-- Opening Marker --
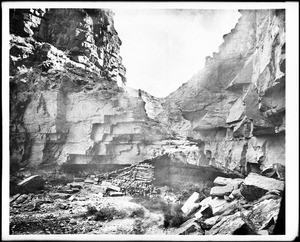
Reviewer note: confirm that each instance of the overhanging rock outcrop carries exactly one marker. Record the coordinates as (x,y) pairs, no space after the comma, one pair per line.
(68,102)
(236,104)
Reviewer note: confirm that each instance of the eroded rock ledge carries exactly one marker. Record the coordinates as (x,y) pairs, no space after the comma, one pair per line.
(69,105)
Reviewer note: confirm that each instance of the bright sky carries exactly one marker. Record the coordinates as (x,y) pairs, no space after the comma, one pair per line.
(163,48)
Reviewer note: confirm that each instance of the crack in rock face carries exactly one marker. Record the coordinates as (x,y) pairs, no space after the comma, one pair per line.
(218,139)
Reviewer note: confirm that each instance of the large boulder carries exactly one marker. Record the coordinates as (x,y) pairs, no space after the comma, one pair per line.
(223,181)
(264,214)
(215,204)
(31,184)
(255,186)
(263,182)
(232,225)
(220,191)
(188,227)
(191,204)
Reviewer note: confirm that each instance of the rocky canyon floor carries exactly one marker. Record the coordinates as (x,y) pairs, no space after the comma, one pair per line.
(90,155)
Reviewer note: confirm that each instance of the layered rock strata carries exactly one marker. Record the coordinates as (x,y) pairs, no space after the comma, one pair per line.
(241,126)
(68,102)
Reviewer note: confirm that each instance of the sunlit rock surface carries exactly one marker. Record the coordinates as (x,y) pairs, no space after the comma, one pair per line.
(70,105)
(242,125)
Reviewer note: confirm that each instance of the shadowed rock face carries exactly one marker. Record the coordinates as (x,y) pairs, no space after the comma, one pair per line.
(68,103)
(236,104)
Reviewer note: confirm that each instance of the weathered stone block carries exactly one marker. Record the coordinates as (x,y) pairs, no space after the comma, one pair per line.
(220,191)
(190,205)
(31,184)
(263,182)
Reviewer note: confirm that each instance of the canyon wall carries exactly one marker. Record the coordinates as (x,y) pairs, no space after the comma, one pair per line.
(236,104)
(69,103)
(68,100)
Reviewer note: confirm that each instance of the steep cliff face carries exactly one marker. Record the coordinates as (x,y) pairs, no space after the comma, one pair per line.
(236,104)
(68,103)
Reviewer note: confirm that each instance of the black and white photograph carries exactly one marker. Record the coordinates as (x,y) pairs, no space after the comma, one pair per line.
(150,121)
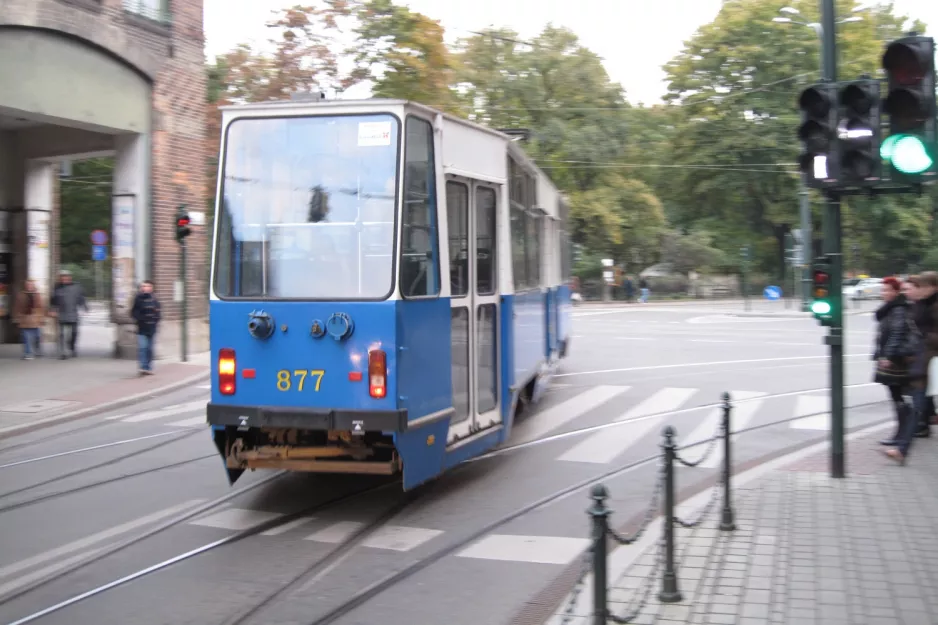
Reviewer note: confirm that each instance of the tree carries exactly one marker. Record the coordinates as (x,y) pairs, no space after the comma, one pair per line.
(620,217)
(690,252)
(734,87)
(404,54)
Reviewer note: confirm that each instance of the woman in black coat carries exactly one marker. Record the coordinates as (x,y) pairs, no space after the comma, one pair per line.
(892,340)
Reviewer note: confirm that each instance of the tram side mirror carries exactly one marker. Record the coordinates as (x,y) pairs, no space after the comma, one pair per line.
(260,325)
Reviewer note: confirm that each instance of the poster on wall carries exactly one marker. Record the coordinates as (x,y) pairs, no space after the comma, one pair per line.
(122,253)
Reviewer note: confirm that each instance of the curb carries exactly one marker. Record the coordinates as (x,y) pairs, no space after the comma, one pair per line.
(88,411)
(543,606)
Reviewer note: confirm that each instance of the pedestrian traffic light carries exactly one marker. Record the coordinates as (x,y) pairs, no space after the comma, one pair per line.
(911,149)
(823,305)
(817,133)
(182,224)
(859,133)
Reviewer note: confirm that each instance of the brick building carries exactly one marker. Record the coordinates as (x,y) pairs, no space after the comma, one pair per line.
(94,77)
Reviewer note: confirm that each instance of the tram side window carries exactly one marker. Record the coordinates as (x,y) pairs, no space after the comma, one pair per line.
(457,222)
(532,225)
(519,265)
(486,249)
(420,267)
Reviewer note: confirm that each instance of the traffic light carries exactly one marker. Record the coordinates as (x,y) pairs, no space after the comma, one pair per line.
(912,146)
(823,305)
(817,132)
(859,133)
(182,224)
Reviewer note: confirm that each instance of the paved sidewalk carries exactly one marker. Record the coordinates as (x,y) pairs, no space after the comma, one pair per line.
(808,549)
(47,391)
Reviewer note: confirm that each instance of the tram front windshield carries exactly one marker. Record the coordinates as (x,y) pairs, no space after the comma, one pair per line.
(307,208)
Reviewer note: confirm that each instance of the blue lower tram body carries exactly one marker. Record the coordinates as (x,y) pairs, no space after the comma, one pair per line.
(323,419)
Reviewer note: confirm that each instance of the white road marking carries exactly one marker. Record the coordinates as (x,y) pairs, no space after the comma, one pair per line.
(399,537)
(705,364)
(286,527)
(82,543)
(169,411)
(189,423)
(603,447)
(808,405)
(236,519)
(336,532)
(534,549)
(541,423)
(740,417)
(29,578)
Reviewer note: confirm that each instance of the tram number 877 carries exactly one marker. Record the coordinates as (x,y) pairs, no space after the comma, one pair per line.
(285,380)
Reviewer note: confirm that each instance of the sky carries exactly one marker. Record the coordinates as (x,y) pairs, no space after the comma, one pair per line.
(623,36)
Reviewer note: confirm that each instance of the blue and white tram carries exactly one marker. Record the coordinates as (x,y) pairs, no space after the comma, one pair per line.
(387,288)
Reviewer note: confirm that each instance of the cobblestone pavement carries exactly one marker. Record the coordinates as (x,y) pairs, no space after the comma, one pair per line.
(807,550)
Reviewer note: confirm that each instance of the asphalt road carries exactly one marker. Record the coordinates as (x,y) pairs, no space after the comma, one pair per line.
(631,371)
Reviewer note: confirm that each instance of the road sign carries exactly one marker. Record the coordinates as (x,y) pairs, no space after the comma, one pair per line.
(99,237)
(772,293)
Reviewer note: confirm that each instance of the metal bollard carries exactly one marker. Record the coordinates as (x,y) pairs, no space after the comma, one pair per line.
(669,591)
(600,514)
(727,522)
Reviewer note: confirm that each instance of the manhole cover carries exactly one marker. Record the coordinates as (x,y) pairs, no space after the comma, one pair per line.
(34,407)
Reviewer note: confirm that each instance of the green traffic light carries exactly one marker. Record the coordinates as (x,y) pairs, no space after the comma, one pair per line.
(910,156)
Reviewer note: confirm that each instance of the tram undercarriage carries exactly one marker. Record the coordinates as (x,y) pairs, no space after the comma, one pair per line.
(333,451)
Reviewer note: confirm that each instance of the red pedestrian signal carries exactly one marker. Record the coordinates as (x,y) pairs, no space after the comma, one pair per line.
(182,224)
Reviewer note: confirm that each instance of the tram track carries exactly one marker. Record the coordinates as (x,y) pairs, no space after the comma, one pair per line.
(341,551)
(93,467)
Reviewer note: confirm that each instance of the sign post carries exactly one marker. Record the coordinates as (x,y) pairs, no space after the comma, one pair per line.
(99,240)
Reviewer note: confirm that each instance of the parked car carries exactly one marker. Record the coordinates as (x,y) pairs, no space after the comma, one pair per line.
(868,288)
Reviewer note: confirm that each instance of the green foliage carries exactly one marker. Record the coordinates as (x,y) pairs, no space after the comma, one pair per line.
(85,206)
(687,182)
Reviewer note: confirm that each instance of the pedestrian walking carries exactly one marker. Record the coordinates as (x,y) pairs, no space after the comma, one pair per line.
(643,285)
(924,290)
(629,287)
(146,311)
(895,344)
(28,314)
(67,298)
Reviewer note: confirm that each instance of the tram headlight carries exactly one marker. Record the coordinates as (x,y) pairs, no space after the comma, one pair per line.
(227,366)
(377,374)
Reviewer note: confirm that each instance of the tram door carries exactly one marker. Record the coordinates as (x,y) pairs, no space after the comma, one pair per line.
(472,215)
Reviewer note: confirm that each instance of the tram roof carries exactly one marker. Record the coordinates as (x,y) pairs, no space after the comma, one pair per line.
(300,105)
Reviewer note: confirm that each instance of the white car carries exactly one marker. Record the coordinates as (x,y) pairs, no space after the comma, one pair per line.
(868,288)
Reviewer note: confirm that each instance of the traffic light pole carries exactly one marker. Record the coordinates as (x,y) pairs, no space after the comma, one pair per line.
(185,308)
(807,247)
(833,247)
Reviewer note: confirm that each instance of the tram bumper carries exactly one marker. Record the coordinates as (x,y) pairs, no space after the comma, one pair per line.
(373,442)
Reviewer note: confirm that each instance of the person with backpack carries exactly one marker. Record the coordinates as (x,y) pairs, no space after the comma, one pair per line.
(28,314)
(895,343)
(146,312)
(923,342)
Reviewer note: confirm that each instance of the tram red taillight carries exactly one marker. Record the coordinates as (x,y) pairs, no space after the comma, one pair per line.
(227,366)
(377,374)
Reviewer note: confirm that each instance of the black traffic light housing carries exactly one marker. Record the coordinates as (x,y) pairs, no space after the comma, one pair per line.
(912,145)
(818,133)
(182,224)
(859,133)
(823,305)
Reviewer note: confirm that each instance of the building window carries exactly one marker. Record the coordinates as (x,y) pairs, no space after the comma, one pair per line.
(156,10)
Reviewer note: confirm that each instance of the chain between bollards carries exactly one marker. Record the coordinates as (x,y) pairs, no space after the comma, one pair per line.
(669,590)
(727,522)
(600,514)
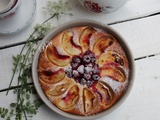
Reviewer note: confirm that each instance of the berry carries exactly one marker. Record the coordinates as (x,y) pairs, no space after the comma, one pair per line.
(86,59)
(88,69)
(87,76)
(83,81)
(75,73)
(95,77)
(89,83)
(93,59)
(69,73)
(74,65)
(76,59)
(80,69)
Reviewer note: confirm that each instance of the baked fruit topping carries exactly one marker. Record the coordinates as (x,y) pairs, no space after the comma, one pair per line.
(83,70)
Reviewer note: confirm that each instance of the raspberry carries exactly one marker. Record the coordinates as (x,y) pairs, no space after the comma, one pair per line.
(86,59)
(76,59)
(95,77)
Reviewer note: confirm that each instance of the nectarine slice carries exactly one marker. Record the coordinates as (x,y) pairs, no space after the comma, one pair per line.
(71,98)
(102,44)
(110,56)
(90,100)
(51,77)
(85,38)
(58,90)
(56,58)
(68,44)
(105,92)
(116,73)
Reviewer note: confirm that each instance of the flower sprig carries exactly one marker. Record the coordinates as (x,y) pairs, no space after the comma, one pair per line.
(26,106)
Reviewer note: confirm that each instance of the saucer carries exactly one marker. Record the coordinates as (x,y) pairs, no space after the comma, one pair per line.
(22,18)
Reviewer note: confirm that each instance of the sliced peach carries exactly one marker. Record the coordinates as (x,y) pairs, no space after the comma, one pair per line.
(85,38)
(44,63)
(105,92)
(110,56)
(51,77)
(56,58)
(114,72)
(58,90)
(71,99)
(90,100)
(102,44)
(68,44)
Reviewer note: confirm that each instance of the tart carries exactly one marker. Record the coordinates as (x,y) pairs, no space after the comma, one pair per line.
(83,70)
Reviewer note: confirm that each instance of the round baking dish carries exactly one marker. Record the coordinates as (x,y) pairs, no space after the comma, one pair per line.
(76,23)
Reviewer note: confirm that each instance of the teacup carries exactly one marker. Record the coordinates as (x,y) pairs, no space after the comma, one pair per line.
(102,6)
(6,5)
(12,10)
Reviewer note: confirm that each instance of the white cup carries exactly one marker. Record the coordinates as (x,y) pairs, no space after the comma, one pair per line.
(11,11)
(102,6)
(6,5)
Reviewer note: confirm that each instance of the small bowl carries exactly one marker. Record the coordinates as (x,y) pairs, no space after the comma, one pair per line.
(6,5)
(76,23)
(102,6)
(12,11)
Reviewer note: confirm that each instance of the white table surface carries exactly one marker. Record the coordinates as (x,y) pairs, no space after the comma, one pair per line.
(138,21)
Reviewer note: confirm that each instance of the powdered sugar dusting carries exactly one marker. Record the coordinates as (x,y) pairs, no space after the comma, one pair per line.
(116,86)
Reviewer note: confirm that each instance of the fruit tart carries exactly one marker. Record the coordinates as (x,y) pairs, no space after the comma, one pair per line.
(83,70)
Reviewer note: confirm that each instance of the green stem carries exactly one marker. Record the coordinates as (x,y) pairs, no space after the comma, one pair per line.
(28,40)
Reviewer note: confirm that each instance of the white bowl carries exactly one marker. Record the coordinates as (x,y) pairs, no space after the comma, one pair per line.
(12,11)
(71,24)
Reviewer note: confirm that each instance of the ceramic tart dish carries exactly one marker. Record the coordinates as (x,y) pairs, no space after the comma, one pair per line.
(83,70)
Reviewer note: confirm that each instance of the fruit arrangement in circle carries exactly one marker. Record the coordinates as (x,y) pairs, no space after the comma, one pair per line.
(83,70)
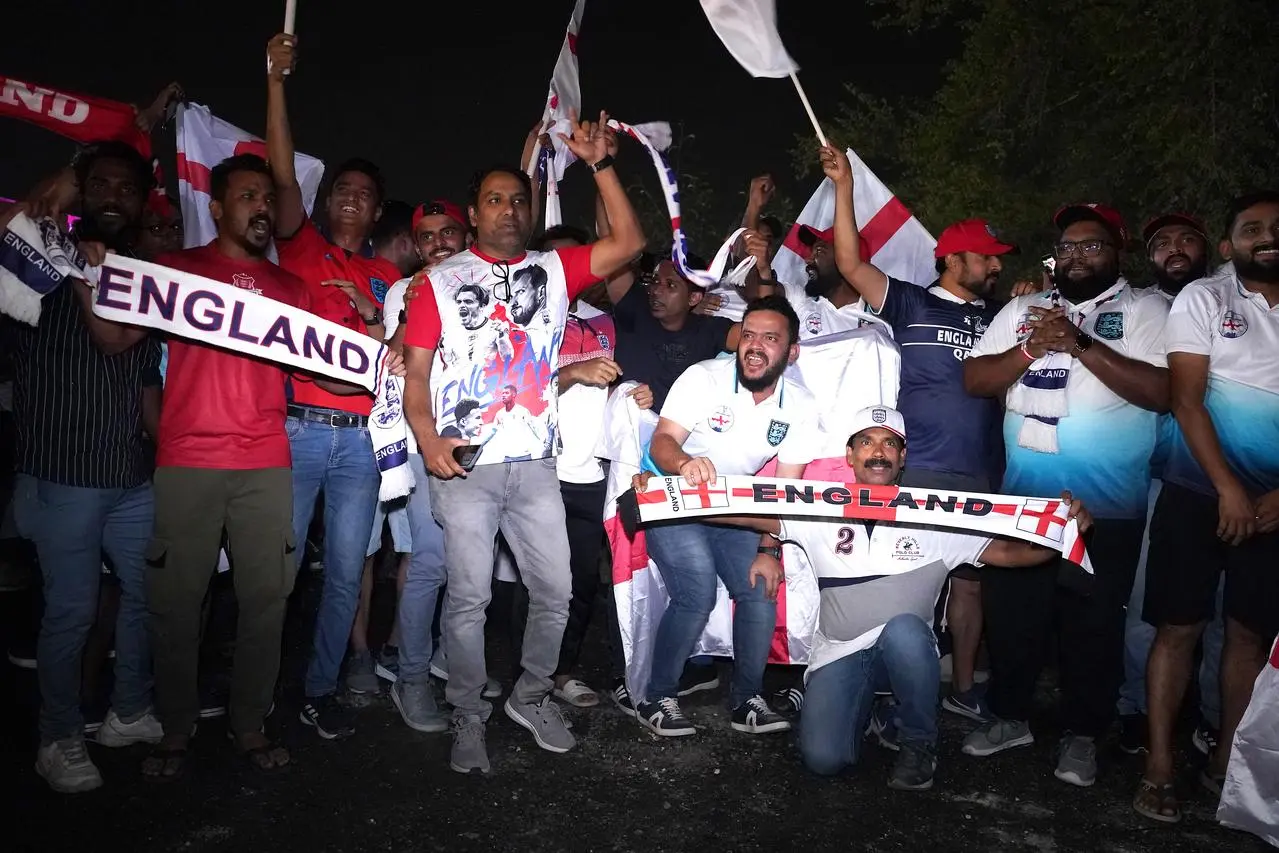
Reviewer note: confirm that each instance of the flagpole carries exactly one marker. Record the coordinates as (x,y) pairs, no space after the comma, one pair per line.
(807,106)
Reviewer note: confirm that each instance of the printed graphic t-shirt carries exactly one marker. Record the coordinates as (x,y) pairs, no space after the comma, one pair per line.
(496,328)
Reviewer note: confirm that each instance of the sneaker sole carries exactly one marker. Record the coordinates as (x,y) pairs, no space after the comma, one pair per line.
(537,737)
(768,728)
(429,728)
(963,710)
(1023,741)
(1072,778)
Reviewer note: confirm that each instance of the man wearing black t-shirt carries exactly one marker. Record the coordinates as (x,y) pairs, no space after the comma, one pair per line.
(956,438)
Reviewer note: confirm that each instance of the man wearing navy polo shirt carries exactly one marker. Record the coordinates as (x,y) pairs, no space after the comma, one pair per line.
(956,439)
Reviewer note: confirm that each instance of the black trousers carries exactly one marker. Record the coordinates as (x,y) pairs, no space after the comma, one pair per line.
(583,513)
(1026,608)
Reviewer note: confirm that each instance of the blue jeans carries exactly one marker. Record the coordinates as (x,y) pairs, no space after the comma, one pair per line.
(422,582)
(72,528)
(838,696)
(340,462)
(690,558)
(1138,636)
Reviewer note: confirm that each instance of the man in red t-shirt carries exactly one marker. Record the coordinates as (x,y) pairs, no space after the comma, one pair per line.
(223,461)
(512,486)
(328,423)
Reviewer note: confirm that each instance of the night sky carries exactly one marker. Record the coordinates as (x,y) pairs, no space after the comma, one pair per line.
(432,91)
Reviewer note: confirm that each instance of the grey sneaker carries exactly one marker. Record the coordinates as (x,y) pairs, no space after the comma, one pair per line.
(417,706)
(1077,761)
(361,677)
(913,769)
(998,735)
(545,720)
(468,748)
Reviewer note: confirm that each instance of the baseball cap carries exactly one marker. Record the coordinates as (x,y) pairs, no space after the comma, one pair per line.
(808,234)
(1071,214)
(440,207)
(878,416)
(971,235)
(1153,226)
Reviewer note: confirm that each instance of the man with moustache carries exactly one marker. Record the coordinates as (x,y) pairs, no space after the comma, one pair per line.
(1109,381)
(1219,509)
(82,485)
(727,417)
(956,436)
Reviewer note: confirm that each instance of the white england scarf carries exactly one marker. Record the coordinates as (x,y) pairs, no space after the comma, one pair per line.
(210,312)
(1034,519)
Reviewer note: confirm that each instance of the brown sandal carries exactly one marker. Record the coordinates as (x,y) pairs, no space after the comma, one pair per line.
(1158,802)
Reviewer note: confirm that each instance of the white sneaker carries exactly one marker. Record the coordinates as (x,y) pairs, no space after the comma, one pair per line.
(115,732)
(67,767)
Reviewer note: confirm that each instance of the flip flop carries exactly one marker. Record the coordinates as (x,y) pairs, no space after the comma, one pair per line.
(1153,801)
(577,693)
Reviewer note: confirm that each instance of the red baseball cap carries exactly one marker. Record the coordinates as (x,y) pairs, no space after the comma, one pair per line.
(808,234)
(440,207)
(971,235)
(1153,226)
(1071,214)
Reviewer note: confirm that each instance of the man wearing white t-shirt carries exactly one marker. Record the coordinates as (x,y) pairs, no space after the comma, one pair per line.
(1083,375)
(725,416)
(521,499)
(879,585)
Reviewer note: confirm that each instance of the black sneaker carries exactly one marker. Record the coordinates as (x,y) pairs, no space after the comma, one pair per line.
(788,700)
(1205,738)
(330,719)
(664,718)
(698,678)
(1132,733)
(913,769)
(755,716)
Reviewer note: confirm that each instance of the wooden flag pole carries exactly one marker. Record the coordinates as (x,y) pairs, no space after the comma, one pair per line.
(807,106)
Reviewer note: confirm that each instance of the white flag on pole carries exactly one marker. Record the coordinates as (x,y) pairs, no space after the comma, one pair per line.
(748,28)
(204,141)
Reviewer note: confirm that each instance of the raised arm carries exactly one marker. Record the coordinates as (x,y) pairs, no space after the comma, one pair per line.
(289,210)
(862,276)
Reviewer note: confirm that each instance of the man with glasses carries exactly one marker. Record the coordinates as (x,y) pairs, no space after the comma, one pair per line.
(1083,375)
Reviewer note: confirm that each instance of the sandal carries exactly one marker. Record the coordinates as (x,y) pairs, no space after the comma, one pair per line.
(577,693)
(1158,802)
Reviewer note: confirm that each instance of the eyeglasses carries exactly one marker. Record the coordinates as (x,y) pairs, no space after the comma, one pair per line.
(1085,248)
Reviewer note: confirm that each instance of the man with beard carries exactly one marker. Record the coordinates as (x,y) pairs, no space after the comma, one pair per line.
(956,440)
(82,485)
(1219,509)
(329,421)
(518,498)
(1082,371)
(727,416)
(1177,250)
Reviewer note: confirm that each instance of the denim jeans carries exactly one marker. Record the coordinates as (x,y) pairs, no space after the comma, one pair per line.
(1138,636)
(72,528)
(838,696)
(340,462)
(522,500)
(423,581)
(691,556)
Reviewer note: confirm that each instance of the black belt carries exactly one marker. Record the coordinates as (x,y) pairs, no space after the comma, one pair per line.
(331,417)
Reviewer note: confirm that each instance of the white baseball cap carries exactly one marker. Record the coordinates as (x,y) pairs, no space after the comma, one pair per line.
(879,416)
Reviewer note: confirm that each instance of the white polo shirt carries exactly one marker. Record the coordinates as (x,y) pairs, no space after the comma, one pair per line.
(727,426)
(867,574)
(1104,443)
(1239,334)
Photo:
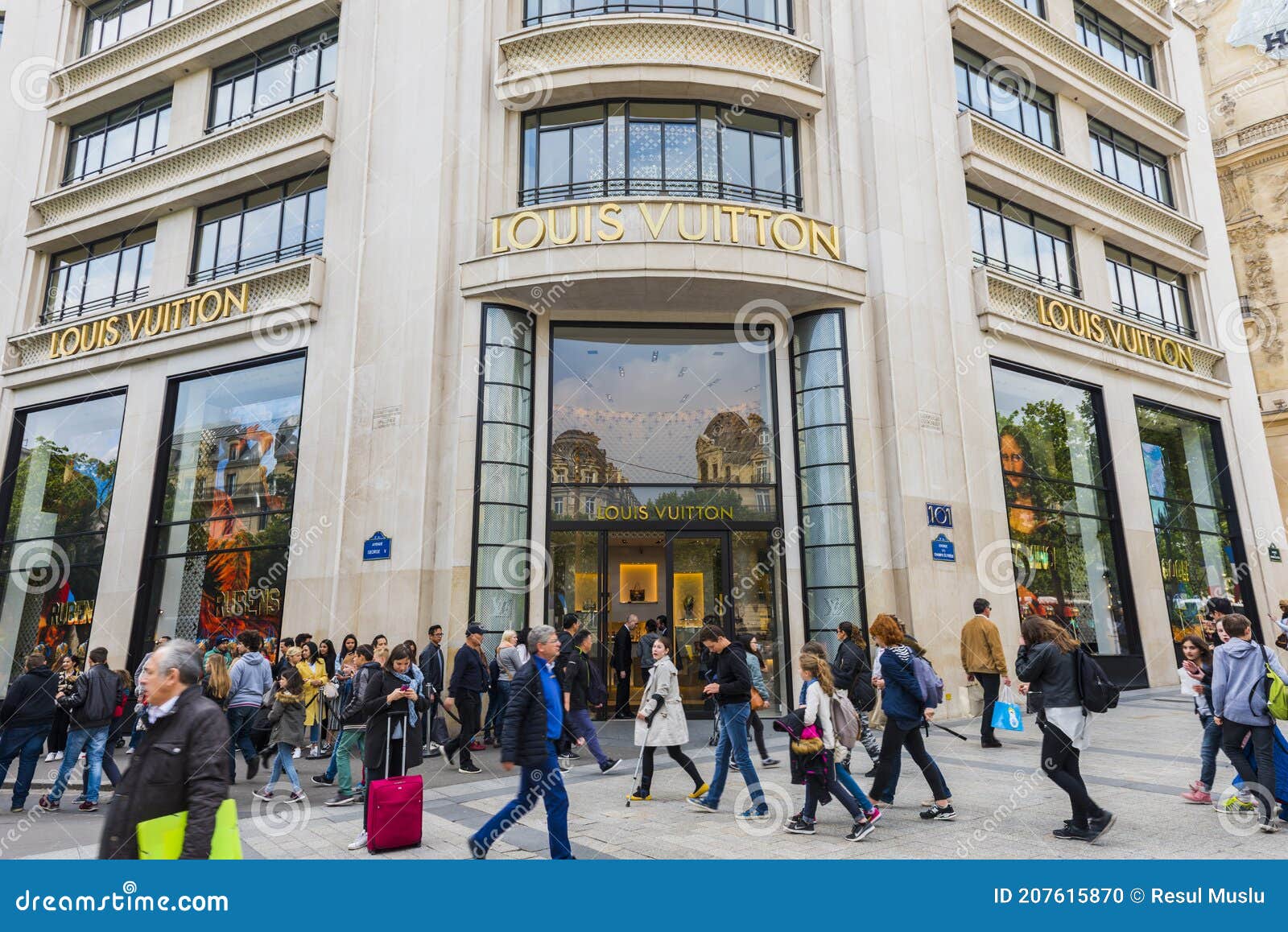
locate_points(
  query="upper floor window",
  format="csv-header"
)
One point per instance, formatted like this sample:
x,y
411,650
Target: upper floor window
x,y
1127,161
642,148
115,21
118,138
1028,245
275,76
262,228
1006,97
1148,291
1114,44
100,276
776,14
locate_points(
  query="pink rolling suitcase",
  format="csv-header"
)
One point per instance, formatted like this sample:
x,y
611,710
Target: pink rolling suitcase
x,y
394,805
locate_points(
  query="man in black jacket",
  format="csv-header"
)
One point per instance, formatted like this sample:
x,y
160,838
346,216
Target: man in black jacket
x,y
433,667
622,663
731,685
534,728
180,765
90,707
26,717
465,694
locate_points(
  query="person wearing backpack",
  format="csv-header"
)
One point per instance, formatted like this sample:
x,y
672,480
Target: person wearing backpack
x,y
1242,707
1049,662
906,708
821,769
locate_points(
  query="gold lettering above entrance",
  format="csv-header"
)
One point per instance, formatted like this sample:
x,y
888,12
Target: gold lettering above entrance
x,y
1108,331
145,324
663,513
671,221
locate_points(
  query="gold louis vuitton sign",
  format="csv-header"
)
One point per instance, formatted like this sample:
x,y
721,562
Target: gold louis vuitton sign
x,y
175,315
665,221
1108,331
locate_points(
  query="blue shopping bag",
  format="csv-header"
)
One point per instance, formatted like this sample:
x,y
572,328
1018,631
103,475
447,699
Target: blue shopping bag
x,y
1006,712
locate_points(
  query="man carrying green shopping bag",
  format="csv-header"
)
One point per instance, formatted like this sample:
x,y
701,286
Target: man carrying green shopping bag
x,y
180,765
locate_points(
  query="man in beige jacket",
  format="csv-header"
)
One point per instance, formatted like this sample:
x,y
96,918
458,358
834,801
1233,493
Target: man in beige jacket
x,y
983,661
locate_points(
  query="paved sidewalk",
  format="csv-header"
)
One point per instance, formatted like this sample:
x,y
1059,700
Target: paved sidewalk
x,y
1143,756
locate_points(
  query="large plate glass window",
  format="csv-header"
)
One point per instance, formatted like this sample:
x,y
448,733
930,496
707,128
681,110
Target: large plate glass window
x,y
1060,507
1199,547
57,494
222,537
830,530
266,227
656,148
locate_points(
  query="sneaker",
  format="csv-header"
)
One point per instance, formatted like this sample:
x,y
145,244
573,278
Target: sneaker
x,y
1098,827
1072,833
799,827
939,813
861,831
-- Closing Marker --
Work item —
Scan the preceding listing for the string "query" and copy every line where it occurs.

Output for this task —
  query="upper floor window",
  query="pink rolling suitcase",
  query="man in black jacket",
  query="person wearing backpack",
  query="gold lettering above entrance",
  query="gold louis vuitton sign",
  query="blue shopping bag",
  query="man carrying green shopping bag",
  query="man in beige jacket",
  query="paved sidewalk",
  query="large plate glass window",
  query="sneaker",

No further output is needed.